**What the task asks**. Output range, inclusive: from the line containing "Point on each instance of the multi-storey" to the line containing "Point on each instance of the sky.". Restate those lines from the data below word for word and only those.

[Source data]
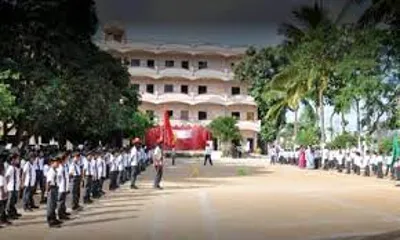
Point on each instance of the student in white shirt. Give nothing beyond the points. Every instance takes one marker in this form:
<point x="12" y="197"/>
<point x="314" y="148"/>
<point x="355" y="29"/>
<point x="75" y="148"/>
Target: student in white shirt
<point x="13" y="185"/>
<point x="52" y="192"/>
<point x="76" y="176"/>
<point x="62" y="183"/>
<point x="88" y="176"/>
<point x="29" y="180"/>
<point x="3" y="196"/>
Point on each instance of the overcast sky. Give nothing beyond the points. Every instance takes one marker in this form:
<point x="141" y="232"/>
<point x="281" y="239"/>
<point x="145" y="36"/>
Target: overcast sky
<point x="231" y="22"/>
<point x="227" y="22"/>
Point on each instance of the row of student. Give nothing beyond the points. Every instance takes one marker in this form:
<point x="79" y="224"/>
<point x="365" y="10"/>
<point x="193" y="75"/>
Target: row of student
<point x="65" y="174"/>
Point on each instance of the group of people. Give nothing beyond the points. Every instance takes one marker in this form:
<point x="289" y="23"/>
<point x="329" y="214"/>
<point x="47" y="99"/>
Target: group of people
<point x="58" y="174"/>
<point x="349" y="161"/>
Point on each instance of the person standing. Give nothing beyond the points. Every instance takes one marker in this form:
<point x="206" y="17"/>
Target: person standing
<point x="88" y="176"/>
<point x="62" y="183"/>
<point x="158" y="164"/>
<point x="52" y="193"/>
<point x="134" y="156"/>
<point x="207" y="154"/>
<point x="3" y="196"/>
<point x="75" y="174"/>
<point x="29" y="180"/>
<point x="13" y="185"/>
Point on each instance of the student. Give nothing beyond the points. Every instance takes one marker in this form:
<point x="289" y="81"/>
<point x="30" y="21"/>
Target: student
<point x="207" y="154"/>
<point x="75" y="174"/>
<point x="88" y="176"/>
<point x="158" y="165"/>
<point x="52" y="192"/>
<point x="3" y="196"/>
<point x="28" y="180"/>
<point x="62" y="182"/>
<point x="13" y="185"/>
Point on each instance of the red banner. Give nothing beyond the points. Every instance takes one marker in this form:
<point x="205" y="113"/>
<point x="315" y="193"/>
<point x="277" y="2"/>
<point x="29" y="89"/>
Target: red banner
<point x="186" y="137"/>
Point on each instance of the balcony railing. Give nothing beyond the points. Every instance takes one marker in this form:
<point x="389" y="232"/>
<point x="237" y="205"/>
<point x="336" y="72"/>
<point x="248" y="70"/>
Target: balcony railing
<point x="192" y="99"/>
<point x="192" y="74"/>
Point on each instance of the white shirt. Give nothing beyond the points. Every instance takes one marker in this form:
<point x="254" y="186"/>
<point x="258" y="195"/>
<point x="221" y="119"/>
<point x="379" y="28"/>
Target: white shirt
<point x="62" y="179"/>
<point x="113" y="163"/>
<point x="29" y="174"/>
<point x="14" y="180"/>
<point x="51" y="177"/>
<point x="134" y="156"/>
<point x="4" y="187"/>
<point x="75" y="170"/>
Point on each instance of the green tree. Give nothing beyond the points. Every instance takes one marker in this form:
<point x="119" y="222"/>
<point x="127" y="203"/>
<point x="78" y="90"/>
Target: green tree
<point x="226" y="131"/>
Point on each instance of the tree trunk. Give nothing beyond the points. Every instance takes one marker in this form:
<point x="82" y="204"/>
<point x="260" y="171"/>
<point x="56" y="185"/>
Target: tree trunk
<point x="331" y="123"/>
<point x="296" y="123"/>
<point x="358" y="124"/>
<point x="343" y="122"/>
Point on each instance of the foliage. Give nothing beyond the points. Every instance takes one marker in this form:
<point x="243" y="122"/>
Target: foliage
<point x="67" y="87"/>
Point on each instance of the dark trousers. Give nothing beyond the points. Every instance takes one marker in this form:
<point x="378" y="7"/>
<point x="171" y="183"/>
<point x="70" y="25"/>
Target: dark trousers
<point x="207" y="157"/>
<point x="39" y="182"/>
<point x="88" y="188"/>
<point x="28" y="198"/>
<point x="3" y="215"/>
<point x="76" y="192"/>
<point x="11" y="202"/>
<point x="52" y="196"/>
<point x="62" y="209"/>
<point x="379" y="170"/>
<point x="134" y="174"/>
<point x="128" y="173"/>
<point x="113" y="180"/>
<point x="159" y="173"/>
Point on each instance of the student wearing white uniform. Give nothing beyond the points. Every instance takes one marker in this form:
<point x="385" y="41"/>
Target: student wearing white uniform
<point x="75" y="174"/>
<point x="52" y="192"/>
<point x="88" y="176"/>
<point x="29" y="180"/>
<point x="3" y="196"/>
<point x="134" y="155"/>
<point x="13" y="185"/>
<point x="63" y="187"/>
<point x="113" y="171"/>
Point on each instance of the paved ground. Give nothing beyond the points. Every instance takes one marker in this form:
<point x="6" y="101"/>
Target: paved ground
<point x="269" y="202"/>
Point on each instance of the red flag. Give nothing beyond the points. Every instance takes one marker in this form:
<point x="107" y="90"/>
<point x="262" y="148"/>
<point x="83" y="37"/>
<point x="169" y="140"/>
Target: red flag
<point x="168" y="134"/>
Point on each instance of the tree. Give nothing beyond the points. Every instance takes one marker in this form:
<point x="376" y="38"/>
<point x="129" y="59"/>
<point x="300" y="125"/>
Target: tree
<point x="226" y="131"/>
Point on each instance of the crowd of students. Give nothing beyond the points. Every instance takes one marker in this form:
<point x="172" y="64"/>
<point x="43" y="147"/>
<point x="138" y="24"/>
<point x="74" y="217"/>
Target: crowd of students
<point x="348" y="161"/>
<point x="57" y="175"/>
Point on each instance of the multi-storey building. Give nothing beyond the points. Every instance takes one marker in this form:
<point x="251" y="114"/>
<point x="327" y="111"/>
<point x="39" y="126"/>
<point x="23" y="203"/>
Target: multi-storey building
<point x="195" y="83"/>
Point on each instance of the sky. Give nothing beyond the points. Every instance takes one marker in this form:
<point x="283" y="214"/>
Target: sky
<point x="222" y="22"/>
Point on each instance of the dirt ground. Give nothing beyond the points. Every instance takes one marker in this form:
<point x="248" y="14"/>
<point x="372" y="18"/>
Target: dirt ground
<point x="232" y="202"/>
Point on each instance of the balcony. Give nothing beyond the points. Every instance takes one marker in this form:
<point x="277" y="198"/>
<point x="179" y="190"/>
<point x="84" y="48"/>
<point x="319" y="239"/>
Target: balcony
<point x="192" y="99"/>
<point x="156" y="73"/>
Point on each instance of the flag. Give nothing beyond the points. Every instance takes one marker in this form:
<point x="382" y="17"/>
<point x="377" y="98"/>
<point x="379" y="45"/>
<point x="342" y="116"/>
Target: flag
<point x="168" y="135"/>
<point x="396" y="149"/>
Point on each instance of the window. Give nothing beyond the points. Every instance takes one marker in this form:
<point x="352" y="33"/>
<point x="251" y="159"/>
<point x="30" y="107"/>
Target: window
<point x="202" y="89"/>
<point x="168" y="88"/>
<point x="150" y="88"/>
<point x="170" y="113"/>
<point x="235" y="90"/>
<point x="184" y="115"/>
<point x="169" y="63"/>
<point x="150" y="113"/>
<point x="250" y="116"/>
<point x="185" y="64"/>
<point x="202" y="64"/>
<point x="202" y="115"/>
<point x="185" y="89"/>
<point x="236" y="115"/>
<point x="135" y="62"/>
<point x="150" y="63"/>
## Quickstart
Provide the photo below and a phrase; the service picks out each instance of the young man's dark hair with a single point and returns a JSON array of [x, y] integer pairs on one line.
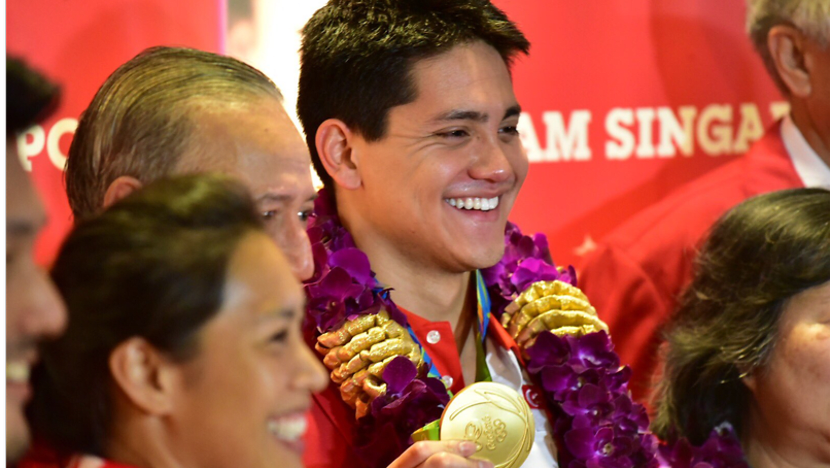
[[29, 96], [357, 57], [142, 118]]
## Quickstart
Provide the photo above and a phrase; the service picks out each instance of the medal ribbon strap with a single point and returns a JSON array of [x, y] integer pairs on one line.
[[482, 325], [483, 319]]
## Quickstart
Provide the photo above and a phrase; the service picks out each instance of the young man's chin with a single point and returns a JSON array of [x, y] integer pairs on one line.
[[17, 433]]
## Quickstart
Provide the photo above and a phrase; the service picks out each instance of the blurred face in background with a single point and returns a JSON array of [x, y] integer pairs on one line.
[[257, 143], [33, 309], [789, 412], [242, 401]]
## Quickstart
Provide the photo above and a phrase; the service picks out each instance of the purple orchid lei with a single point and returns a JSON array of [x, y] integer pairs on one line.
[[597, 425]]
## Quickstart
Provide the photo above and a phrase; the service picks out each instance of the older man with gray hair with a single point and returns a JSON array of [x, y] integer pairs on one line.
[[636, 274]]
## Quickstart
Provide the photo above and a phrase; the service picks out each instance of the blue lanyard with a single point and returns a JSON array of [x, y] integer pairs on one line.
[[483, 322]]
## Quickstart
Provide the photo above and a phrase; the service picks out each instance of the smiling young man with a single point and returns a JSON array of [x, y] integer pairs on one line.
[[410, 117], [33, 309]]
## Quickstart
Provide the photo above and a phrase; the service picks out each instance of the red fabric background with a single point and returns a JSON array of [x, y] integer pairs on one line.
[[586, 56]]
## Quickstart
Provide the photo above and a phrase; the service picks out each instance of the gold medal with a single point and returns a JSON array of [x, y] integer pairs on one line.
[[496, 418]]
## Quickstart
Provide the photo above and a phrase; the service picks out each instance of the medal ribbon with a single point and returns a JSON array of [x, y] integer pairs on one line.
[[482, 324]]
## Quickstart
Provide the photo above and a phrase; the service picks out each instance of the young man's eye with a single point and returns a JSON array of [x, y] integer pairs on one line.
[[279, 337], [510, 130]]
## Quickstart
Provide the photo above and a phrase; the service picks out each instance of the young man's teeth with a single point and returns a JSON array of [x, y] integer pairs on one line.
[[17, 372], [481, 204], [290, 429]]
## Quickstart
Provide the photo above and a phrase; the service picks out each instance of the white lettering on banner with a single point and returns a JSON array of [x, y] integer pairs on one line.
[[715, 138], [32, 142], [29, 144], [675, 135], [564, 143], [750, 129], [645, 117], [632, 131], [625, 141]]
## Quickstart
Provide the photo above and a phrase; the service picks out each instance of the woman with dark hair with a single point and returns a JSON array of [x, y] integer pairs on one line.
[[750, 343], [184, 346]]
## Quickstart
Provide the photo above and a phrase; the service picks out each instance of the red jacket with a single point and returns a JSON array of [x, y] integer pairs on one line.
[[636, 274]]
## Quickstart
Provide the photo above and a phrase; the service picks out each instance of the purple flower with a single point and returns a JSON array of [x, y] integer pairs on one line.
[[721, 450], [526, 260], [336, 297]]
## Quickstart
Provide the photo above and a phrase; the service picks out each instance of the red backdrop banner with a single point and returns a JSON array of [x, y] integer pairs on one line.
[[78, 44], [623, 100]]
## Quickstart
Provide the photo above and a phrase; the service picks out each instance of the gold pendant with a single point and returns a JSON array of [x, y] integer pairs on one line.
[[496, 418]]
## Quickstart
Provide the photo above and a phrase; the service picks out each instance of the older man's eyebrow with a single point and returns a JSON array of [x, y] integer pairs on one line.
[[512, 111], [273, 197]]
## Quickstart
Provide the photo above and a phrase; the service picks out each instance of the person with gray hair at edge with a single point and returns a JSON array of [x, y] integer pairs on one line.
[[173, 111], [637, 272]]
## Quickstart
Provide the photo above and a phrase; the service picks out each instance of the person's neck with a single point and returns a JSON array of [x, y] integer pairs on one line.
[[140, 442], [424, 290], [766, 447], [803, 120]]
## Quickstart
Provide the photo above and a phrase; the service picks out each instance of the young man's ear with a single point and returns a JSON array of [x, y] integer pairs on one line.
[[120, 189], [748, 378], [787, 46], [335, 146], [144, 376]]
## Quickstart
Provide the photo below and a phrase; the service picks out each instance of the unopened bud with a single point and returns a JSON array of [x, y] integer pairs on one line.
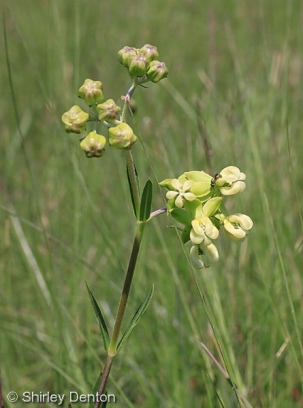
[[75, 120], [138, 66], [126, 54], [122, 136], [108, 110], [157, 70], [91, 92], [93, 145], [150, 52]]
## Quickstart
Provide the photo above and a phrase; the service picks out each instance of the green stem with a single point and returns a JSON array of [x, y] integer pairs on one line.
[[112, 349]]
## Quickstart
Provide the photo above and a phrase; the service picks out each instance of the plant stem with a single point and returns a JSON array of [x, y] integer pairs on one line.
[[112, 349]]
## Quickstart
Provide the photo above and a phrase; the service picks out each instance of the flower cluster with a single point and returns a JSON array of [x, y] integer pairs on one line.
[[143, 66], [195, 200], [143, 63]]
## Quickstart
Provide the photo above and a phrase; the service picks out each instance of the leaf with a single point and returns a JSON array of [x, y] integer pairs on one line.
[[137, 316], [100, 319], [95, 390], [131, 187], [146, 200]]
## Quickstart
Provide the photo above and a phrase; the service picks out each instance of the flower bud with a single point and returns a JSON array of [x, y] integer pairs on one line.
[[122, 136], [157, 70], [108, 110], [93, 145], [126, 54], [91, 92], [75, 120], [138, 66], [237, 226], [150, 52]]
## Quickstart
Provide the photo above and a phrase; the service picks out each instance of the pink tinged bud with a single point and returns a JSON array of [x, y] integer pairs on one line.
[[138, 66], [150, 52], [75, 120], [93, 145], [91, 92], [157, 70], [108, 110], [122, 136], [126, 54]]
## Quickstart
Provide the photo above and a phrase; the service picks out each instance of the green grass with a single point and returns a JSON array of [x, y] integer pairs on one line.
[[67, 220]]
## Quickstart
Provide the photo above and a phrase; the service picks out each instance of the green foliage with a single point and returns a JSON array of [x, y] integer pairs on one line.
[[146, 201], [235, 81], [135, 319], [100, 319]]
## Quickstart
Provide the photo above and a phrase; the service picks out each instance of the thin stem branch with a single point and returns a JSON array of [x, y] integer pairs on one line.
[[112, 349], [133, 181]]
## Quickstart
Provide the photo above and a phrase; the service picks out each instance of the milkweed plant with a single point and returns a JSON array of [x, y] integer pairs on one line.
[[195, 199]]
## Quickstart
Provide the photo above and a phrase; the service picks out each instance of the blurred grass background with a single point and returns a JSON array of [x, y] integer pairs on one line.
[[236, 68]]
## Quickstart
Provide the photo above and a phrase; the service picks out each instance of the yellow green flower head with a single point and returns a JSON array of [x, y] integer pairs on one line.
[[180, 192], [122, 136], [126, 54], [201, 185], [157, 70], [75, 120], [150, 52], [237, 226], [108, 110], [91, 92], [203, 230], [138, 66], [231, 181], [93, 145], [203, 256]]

**Response area**.
Point on each instance of the multi-storey building. Give nothing beyond the points. Every instance takes one marker in this form:
<point x="251" y="114"/>
<point x="327" y="111"/>
<point x="39" y="126"/>
<point x="23" y="203"/>
Target: multi-storey building
<point x="195" y="83"/>
Point on each instance of the sky. Give nothing beyond the points. Every instance takes one marker in this form:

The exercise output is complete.